* O que se pede *
Substitua "detetive" por "investigador" e transcreva do texto sobre Hamza Bin Laden tudo o que vai desde "Ali Soufan culpa-se" até "enviou a Bin Laden.".

* Texto para leitura *
Ali Soufan culpa-se por não ter evitado os atentados de 11 de setembro. Depois de se retirar do FBI, dedicou-se à construção de um retrato fiel do maior entusiasta de Osama Bin Laden. “Hamza é, sem dúvida, um grande admirador do legado do fundador da Al Qaeda e deseja imitar os gestos do pai”, reitera Soufan.
Hamza cresceu longe de Osama. Quando o viu pela última vez tinha apenas 13 anos. Encontraram-se pela última vez em Jalalabad”, detalha o detetive. O então adolescente nunca esqueceu aquela última despedida do pai, junto com todos os ‘irmãos’ do grupo terrorista, e a fuga que tiveram de fazer sozinhos por entre as montanhas da fronteira do Paquistão com o Afeganistão. “Foi como se nos tivessem arrancado o fígado e o tivessem deixado ali”, escreveu o rapaz anos mais tarde numa carta que enviou a Bin Laden.

* Material fornecido *
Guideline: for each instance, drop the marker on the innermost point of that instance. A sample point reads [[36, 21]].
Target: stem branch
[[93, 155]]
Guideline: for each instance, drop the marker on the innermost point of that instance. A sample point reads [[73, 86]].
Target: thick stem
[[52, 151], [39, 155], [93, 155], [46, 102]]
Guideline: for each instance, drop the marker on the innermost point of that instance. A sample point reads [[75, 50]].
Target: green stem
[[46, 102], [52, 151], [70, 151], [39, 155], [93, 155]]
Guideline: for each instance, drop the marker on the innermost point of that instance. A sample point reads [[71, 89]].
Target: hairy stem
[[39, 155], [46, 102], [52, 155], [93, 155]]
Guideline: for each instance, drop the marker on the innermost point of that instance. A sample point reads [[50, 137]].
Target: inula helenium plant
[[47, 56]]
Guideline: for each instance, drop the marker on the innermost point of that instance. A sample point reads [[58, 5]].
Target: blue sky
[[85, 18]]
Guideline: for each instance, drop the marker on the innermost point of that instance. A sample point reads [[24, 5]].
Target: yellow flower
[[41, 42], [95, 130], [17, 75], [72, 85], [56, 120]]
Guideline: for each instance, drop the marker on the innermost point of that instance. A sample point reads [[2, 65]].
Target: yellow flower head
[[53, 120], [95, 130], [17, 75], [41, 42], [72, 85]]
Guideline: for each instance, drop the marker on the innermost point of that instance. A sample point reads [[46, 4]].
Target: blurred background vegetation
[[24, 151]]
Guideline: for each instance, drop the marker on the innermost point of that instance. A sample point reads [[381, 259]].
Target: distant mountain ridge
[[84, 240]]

---

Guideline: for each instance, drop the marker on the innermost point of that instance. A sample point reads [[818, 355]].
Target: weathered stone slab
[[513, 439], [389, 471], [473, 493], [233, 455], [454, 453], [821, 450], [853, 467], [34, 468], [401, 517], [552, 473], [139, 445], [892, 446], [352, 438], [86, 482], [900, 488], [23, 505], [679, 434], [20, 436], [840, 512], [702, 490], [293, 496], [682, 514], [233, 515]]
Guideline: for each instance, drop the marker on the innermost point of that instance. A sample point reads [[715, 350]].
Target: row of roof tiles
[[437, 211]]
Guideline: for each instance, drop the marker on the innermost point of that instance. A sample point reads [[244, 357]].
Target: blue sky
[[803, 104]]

* * *

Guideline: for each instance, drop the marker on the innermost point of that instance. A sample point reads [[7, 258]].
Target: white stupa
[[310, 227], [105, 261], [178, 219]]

* Resolução *
Ali Soufan culpa-se por não ter evitado os atentados de 11 de setembro. Depois de se retirar do FBI, dedicou-se à construção de um retrato fiel do maior entusiasta de Osama Bin Laden. “Hamza é, sem dúvida, um grande admirador do legado do fundador da Al Qaeda e deseja imitar os gestos do pai”, reitera Soufan.
Hamza cresceu longe de Osama. Quando o viu pela última vez tinha apenas 13 anos. Encontraram-se pela última vez em Jalalabad”, detalha o investigador. O então adolescente nunca esqueceu aquela última despedida do pai, junto com todos os ‘irmãos’ do grupo terrorista, e a fuga que tiveram de fazer sozinhos por entre as montanhas da fronteira do Paquistão com o Afeganistão. “Foi como se nos tivessem arrancado o fígado e o tivessem deixado ali”, escreveu o rapaz anos mais tarde numa carta que enviou a Bin Laden.